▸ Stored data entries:
++++
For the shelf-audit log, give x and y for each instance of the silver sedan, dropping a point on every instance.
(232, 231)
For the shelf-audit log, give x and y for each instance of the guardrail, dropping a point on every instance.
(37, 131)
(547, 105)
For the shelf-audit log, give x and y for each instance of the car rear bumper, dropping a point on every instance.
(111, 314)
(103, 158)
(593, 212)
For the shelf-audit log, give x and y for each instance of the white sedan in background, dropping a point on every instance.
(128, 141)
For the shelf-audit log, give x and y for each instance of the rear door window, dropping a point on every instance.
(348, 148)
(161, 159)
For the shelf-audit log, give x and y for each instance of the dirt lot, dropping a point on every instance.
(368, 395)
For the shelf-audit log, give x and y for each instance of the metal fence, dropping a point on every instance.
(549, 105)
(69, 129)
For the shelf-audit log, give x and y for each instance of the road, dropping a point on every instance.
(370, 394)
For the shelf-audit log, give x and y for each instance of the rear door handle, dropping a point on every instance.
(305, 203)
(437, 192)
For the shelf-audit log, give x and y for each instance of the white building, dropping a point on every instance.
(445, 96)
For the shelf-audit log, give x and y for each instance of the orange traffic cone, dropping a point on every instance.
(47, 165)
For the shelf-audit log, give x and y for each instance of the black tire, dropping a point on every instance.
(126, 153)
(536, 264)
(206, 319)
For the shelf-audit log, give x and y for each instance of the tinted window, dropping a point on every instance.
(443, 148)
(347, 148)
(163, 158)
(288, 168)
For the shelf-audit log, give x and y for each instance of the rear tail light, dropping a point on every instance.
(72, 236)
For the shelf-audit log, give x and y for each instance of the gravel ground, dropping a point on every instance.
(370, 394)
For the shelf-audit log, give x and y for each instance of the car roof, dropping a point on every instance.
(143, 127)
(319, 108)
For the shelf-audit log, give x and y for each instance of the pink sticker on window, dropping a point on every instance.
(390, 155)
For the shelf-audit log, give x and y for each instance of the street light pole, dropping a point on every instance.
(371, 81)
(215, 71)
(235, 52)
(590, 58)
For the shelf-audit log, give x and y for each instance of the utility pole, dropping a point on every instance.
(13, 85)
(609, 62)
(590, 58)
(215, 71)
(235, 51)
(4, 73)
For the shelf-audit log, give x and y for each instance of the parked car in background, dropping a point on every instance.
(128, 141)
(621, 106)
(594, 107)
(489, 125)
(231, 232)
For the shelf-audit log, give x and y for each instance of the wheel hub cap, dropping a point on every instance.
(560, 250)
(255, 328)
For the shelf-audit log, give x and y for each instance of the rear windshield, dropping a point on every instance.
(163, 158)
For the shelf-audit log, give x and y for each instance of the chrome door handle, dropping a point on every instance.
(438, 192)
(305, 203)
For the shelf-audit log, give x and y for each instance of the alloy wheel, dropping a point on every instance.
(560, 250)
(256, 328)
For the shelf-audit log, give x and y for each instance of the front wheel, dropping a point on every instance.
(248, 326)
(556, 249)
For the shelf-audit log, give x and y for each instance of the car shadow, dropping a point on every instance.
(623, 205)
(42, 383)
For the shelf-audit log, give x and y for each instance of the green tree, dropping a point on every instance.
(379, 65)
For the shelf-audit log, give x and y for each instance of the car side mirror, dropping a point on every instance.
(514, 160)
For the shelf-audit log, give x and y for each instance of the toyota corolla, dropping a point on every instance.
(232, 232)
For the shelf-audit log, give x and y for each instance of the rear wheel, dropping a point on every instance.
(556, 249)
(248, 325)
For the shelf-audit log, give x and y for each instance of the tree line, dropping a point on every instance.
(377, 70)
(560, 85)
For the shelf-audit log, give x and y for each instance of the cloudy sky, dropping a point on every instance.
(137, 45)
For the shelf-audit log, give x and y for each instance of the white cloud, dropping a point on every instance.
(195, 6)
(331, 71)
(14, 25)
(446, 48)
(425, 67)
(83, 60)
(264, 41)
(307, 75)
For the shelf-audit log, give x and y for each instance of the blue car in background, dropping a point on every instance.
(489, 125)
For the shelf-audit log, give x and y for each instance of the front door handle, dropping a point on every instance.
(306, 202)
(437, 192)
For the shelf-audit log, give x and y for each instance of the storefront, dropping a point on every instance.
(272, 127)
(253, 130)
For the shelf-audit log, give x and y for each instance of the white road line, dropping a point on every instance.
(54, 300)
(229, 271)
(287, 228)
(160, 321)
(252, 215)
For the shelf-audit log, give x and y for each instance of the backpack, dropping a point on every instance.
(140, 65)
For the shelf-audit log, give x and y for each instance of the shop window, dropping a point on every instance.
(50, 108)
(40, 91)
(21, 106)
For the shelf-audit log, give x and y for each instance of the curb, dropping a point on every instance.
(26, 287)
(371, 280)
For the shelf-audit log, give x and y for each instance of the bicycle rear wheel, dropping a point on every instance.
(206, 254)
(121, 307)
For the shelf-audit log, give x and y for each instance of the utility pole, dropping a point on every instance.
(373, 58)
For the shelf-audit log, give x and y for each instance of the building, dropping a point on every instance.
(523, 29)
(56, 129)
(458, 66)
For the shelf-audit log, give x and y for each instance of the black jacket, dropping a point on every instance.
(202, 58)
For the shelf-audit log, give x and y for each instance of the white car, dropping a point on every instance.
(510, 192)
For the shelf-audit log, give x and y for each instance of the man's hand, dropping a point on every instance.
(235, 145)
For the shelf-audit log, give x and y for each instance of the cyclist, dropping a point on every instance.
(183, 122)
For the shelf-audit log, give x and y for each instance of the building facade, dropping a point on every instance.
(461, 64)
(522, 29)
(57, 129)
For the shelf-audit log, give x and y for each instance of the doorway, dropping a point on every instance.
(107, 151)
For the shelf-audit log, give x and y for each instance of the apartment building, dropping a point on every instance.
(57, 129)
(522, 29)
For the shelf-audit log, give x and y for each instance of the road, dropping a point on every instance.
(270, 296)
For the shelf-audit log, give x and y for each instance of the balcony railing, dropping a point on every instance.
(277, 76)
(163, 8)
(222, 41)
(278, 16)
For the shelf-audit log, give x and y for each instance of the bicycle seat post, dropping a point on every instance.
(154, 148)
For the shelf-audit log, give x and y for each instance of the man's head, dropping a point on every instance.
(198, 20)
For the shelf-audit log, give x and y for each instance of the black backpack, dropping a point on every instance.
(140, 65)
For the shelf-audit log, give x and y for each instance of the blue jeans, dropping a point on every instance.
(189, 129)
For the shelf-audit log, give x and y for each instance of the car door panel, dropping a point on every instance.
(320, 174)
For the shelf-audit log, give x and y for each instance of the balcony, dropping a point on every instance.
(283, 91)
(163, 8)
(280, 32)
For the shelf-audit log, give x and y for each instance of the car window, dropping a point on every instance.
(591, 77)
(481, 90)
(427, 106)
++++
▸ WHAT TO PRODUCE: A faithful copy of every record is required; output it in full.

▸ SOLUTION:
For the shelf-audit log, give x and y for each instance of the silver sedan, dropping a point on every instance.
(232, 231)
For the shelf-audit log, give x and y for each instance of the guardrail, dropping a point on every instance.
(37, 131)
(547, 105)
For the shelf-audit log, give x and y for each instance of the car rear bumper, dropping a point on every instance.
(111, 314)
(103, 158)
(593, 212)
For the shelf-audit log, give x and y for each instance of the white sedan in background, dropping a point on every instance.
(128, 141)
For the shelf-audit log, give x and y for each instance of the rear door window, dropping a point on every instance.
(348, 148)
(161, 159)
For the shelf-audit log, give x and y for each instance of the dirt lot, dropping a point on every instance.
(368, 395)
For the shelf-audit log, give x and y for each instance of the metal fence, dropping a point on every instance.
(549, 105)
(69, 129)
For the shelf-audit log, give x and y for each instance of the road, dropping a point on every instance.
(370, 394)
For the shelf-audit log, give x and y for each instance of the rear door handle, dropping a point on every instance.
(305, 203)
(437, 192)
For the shelf-audit log, give x and y for each instance of the white building, dropping a point on every instance.
(445, 96)
For the shelf-audit log, give x and y for each instance of the orange traffic cone, dropping a point on every instance.
(47, 165)
For the shelf-audit log, give x and y for each instance of the black tire, dropping a point on every instance.
(126, 153)
(536, 264)
(206, 319)
For the shelf-audit log, give x and y for each instance of the tinted window, dropping a point on every instance.
(443, 148)
(347, 148)
(163, 158)
(288, 168)
For the shelf-audit log, give x and y for each instance of the rear tail light, dropping a point on every instance.
(72, 236)
For the shelf-audit log, give x and y for each instance of the gravel ground, dropping a point on every instance.
(370, 394)
For the shelf-audit log, give x and y for each instance of the car roof, dropping a point on every instance.
(143, 127)
(319, 108)
For the shelf-audit log, give x and y for each instance of the pink sticker on window, dropping a point on every instance.
(390, 155)
For the shelf-audit log, give x and y for each instance of the street light pole, dropping a point on every instance.
(371, 81)
(215, 71)
(235, 52)
(590, 58)
For the shelf-audit log, give x and y for each instance of the utility pole, dropping a point on every instance.
(13, 85)
(609, 62)
(590, 58)
(215, 71)
(235, 51)
(4, 73)
For the shelf-audit log, give x and y for each instance of the parked car in background, dropping a point on every instance.
(128, 141)
(621, 106)
(594, 107)
(489, 125)
(231, 232)
For the shelf-audit log, give x and y for each instance of the wheel hub cap, dropping a point on every instance.
(560, 250)
(255, 328)
For the shelf-audit log, give x and y for each instance of the rear windshield, dropping a point on every instance.
(163, 158)
For the shelf-audit log, give x and y for each instance of the chrome door handle, dropping a point on every instance.
(438, 192)
(305, 203)
For the shelf-audit log, give x and y for each instance of the alloy wheel, dropping a point on every instance.
(560, 250)
(256, 328)
For the shelf-audit log, give x and y for each instance of the front wheel, dropping a point on every instance.
(248, 326)
(556, 249)
For the shelf-audit log, give x and y for each instance of the car shadow, dropping a point on every instance.
(623, 205)
(42, 383)
For the shelf-audit log, give x and y for each instance of the green tree, dropping a point on every instance.
(379, 65)
For the shelf-audit log, give x and y for each instance of the car side mirror, dropping a point on every instance.
(514, 160)
For the shelf-audit log, give x and y for each instance of the toyota corolla, dropping a point on every instance.
(232, 232)
For the shelf-audit log, give x and y for each instance of the rear wheel, dropping a point on every instance.
(556, 249)
(248, 325)
For the shelf-audit log, give x and y for each instance of the tree line, dropping a point on every instance.
(377, 70)
(560, 85)
For the shelf-audit log, give x and y for each instance of the cloudy sky, dropping a point on every instance.
(137, 45)
For the shelf-audit log, give x and y for each instance of the white cloud, dropping a point on every instance.
(195, 6)
(331, 71)
(14, 25)
(446, 48)
(425, 67)
(83, 60)
(264, 41)
(307, 75)
For the shelf-audit log, give x and y for each instance of the blue car in background, dropping a point on every instance.
(489, 125)
For the shelf-audit log, give x and y for each instance of the front door handle, dropping a point on every instance.
(306, 202)
(437, 192)
For the shelf-audit log, give x and y for each instance of the storefront, dropping a point on every instance.
(272, 127)
(253, 130)
For the shelf-audit log, give x and y for each instance of the white road line, dropping a point on every instance.
(54, 300)
(229, 271)
(287, 228)
(160, 321)
(252, 215)
For the shelf-audit log, give x and y for each instance of the backpack, dropping a point on every instance.
(140, 65)
For the shelf-audit log, give x and y for each instance of the shop window, dropping a point on every instance.
(50, 108)
(40, 91)
(21, 106)
For the shelf-audit log, give x and y for each instance of the curb, dropping a point on every instance.
(26, 287)
(371, 280)
For the shelf-audit log, give x and y for each instance of the bicycle rear wheel, dropping a point on every instance.
(206, 254)
(121, 307)
For the shelf-audit log, give x and y for each instance of the utility pole, dropping a point on every instance.
(373, 58)
For the shelf-audit log, give x and y for each instance of the building, dropping a point on every instance.
(523, 29)
(56, 129)
(458, 66)
For the shelf-audit log, give x and y for each instance of the black jacket, dropping a point on every instance.
(202, 58)
For the shelf-audit log, give x and y for each instance of the white car, dropping a point on every instance.
(510, 192)
For the shelf-audit log, give x and y for each instance of the man's hand, dropping a point on every instance.
(235, 145)
For the shelf-audit log, give x and y for each instance of the cyclist, dropping a point on every instance.
(183, 122)
For the shelf-audit log, give x and y for each instance of the building facade, dropping a point on every instance.
(461, 64)
(522, 29)
(57, 129)
For the shelf-audit log, give x and y for each instance of the doorway, dropping a point on every instance.
(107, 151)
For the shelf-audit log, give x and y for each instance of the apartment building, dropping a point on every instance.
(57, 129)
(522, 29)
For the shelf-audit log, give x and y for each instance of the road, dropping a point on every instance.
(270, 296)
For the shelf-audit log, give x and y for each instance of the balcony railing, dropping a point on every instance.
(277, 76)
(163, 8)
(222, 41)
(278, 16)
For the shelf-audit log, give x and y for each instance of the bicycle seat post, dropping a point on every instance.
(154, 148)
For the shelf-audit log, give x and y for each instance of the man's head, dropping a point on every instance.
(198, 20)
For the shelf-audit log, give x and y for each instance of the black backpack, dropping a point on every instance.
(140, 65)
For the shelf-audit log, give x and y for each instance of the blue jeans, dropping a point on every instance.
(189, 129)
For the shelf-audit log, give x and y for each instance of the car door panel, dropping a point on every instance.
(320, 174)
For the shelf-audit log, give x and y for each instance of the balcony, dropping a point on every instance.
(283, 91)
(163, 8)
(280, 32)
For the shelf-audit log, give x and y for each instance of the car window, dropping a point on every instance.
(591, 77)
(481, 90)
(427, 106)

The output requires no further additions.